■ LISTED RECORDS ■
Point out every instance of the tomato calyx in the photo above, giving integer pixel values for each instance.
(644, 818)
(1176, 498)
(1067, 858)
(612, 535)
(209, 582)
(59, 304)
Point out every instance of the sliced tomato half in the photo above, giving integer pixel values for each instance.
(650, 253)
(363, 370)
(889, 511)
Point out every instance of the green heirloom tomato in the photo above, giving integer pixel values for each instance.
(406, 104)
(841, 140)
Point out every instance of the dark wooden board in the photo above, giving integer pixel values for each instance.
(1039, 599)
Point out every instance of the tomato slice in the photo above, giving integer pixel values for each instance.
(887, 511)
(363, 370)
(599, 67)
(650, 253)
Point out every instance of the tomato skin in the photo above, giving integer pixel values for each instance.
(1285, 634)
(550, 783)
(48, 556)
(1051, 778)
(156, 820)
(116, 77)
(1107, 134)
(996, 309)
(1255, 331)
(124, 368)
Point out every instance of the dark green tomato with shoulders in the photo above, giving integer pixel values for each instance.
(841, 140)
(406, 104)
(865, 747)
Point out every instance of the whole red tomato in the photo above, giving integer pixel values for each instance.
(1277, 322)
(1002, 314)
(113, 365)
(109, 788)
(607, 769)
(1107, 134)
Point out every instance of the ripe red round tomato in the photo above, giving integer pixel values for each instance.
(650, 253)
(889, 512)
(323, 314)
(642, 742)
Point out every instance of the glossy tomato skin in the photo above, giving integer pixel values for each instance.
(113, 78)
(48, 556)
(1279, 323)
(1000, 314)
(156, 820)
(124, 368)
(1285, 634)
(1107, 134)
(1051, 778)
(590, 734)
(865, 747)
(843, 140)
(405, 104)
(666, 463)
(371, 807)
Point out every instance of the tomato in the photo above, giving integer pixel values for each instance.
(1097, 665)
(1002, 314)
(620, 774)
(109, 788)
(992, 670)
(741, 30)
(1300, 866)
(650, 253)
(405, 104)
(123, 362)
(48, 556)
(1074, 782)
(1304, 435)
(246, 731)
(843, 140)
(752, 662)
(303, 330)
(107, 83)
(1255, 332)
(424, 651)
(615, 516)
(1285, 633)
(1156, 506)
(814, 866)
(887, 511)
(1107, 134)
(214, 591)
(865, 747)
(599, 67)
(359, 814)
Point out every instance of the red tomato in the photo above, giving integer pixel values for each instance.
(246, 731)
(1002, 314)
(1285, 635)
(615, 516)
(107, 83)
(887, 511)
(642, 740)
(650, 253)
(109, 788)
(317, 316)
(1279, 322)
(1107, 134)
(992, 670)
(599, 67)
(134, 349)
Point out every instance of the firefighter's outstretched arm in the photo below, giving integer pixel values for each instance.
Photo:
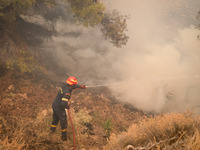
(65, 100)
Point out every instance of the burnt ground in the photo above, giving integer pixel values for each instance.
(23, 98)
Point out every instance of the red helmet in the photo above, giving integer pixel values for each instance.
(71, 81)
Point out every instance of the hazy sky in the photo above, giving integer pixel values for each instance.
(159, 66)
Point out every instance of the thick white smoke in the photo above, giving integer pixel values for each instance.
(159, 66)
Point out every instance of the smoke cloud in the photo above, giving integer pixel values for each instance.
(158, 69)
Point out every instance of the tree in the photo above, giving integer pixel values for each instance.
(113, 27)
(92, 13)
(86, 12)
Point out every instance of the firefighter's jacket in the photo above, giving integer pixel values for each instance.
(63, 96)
---
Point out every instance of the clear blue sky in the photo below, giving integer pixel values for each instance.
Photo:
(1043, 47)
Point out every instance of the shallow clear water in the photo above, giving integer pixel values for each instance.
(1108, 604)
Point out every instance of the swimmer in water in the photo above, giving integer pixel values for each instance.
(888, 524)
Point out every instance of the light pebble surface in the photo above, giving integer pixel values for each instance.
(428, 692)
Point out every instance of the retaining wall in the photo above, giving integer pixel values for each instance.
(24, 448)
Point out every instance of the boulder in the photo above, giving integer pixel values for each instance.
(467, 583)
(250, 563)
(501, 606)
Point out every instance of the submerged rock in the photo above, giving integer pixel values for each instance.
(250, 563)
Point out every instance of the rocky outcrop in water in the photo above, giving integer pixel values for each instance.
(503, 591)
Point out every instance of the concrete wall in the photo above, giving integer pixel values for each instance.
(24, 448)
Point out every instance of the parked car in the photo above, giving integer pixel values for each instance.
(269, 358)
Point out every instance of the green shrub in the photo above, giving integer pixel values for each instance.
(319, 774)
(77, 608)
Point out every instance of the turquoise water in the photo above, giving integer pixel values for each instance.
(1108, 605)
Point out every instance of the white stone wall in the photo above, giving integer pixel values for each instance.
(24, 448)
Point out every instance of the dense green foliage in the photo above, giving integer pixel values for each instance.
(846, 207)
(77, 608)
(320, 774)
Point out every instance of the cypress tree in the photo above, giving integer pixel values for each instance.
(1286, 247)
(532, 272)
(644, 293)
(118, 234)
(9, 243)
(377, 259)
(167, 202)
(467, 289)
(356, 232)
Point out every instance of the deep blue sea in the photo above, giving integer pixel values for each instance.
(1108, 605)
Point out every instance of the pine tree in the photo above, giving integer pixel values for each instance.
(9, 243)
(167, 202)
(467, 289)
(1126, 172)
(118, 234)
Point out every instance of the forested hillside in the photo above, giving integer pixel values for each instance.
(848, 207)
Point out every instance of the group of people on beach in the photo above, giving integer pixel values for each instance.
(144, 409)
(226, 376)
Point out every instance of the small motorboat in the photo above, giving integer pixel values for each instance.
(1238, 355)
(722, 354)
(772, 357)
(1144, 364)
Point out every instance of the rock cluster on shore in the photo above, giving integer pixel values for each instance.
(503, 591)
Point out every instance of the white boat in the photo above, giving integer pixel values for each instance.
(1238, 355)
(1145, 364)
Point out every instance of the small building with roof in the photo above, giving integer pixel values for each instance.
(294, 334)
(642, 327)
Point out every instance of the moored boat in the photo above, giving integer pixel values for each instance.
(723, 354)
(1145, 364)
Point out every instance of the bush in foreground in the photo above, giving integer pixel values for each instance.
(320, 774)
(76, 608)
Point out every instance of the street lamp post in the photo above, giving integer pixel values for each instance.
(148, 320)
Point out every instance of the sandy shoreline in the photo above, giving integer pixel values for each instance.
==
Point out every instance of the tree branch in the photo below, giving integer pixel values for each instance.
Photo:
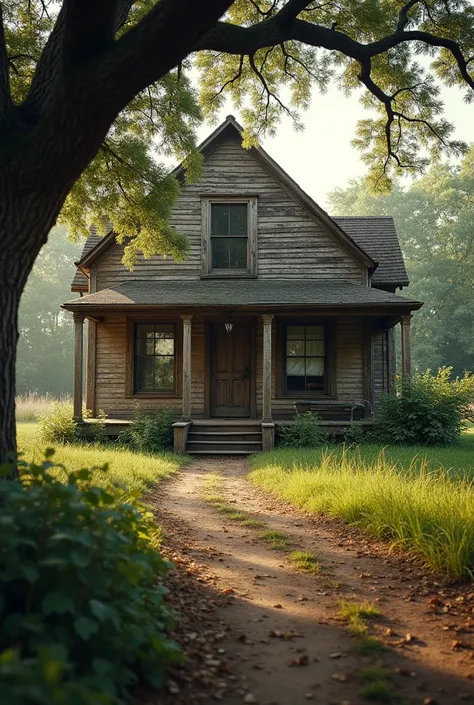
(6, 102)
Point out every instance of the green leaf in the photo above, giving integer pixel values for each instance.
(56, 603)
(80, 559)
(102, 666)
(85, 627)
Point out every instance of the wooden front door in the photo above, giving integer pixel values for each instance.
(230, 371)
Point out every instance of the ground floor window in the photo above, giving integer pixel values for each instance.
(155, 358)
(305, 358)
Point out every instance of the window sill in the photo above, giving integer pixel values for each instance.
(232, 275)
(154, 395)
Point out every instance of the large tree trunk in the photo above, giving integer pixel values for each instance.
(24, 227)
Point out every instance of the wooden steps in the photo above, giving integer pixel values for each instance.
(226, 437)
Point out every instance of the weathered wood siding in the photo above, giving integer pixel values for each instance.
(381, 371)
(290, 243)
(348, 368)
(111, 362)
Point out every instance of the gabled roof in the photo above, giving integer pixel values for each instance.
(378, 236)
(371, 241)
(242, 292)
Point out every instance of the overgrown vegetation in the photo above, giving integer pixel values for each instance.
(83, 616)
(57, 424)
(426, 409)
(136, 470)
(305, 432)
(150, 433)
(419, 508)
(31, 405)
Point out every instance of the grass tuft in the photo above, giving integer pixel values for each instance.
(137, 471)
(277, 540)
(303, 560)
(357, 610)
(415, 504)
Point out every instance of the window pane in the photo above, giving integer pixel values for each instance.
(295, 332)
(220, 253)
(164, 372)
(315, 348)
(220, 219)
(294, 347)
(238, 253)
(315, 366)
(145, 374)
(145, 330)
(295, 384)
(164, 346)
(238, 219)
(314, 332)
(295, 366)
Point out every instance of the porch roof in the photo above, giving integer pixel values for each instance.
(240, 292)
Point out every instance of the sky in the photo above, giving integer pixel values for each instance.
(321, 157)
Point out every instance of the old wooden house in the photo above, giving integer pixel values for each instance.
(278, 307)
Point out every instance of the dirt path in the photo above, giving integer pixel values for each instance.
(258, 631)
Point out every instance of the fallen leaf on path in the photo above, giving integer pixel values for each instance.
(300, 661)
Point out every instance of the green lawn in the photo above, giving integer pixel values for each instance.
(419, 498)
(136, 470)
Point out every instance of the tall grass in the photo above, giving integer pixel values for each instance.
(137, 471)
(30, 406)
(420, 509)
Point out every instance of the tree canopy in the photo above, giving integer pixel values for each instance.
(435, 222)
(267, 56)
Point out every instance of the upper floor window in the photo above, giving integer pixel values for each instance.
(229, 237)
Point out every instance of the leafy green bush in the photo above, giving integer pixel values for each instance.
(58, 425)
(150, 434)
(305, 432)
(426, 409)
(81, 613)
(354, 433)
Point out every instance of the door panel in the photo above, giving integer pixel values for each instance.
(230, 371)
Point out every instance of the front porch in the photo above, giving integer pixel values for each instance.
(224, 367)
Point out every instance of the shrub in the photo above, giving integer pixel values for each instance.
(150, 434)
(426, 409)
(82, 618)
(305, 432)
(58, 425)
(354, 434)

■ DO THIS ■
Tally the lines in the listing above that contain the word "small". Reply with only the number.

■ ANSWER TO THE TASK ■
2